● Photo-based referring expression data
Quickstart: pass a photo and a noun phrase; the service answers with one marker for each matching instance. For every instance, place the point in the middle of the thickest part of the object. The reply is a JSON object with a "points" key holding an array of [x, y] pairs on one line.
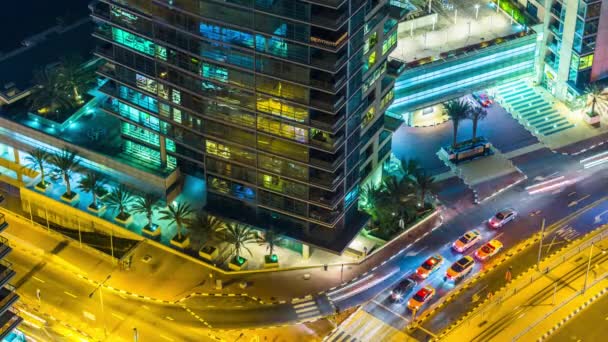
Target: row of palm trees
{"points": [[397, 198], [120, 199], [459, 110], [60, 87]]}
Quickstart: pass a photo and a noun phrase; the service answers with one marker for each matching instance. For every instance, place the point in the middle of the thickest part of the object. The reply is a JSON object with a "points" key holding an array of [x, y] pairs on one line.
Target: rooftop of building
{"points": [[17, 67], [455, 26]]}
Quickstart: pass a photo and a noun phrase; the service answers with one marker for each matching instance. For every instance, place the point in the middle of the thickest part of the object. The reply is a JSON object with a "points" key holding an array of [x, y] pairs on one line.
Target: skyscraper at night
{"points": [[277, 104]]}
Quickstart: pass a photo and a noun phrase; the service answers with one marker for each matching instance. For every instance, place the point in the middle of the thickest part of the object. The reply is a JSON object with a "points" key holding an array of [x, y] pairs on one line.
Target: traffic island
{"points": [[271, 261], [151, 231], [208, 252], [238, 263], [181, 242], [486, 177]]}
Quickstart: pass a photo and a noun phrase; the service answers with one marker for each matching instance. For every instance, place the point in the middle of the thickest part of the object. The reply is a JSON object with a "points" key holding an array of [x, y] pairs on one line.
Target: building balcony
{"points": [[325, 179], [328, 103], [326, 198]]}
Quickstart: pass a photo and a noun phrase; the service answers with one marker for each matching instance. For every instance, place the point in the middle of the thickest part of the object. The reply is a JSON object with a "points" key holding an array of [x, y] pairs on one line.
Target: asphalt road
{"points": [[580, 188], [588, 326]]}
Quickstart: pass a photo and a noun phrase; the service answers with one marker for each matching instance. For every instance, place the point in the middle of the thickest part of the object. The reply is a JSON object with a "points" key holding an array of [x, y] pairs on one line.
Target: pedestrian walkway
{"points": [[363, 327], [539, 297], [531, 108], [306, 309]]}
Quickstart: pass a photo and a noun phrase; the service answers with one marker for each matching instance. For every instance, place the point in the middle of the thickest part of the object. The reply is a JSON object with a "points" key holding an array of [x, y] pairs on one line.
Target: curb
{"points": [[572, 314]]}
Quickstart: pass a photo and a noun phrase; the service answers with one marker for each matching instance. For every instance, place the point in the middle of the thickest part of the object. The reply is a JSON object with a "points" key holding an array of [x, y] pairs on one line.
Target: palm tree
{"points": [[120, 198], [74, 76], [208, 226], [92, 183], [178, 214], [477, 113], [36, 160], [370, 196], [239, 236], [397, 188], [48, 96], [270, 238], [409, 166], [64, 163], [457, 110], [425, 182], [596, 97], [145, 205]]}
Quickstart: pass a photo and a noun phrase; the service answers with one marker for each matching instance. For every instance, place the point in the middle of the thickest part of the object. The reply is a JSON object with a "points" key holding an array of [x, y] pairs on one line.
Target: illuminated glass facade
{"points": [[272, 101]]}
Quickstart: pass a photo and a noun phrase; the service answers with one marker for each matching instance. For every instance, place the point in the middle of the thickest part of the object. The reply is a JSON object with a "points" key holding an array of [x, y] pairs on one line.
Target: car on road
{"points": [[431, 265], [502, 217], [488, 250], [420, 298], [482, 98], [400, 291], [466, 241], [460, 269]]}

● Exercise directions
Transcribe all records verbatim, no pictures.

● Reply
Quickstart: pass a photo and a noun phrase; the service answers with one marker for each matching instance. For every instance, place the point in the middle of the thickest part of the object. The reply is a JSON object with a "points" key holding an array of [x, y] pairs on one line.
Target: row of palm trees
{"points": [[397, 198], [120, 199], [459, 110], [60, 87]]}
Quickstart: pass a photo and a noun phrase; the service answers with one marker for each matching instance. For every instance, place the point in the middle of the thickest part of the object. The reply is a JSON object with a "points" key holding an array of [x, y] pairs on one line.
Target: rooftop of building
{"points": [[17, 67], [455, 26]]}
Quickstart: pass a photo and a noun phrase; the service answers with one marker for each matching instance. For every instance, place the point in the middle of the thickest part of the object. The reply is a JSON object with a "points" key holding an array of [x, y] pairs on one line.
Target: skyscraper at night
{"points": [[277, 104]]}
Quickstart: pass a photo and a noun phrase; the service answers with one marker for each matching instance. For every instance, place the point in the middle of the thickest part of the object. The reply is a JSON object with a "points" key holding an array of [x, y] pairs on one line.
Target: traffic island
{"points": [[271, 261], [151, 231], [208, 252], [238, 263], [181, 242], [486, 177]]}
Quickstart: pass a photo and a noun phrase; the service answers with one marker for each matching instance. For every instance, place the point in the middle of the thickest part of the object. The reply is a JSON object with a "points" key holding an array of [x, y] pairs on one line.
Target: building balcony
{"points": [[325, 179], [328, 103], [326, 198]]}
Quickstart: pass a photo and a noun phrase; the service answers with one marker for each matching instance. For every instance, place the point in the middle of the thickest part of the object. The reply is a JSON object with a "points" key holding an array of [x, y] pairs on one line.
Target: asphalt road
{"points": [[580, 188], [588, 326]]}
Quickstart: pass a photo and a noun phrase; the service answers with one marker for each matching instance. For every instance, place the point in the middle of the thickest part of the object. The reply is a JSON object with a "points" key holding an array of [x, y] pairs on one line.
Target: pedestrian walkway
{"points": [[363, 327], [539, 297], [531, 108], [306, 309]]}
Quickstart: pass a photo and a noun phrase; the service answers with one marker for each matching instance. For every instance, place the point in the middle of the thickest part of the object. The reply is a JSON object with a "points" key holding an array of [x, y] pairs on one line.
Target: curb
{"points": [[572, 314]]}
Quickstart: pass a photo and a noun phrase; the service answers with one marker for each matching instance. For every instance, place the point in the middle of the thickest part of the object. The reply is a JSON object with a "points" key holding an array of [x, y] pairs on one line.
Target: palm tree
{"points": [[120, 198], [74, 76], [208, 226], [92, 183], [178, 214], [477, 113], [36, 160], [370, 196], [239, 236], [397, 188], [48, 96], [270, 238], [409, 166], [64, 163], [457, 110], [425, 182], [596, 97], [145, 205]]}
Quickstart: pass a photo and a noun phrase; the service answers with one marker for each matching instance. For every instance, place the point in the middle of the thickest part of the object. The reply is a JSON object with a "points" key holding an array of [x, y] pairs on one line.
Target: illuminated glass facade
{"points": [[272, 101]]}
Quickstart: pass a photo and a noun phrase; the service answers with one marker for each matching instance. For every instance, place the point in the middle of the thickest part of the object. The reply is a JSON object with a "points" key holding an array of [x, y] pairs on one line.
Target: car on road
{"points": [[431, 265], [502, 217], [488, 250], [420, 298], [482, 98], [400, 291], [466, 241], [460, 269]]}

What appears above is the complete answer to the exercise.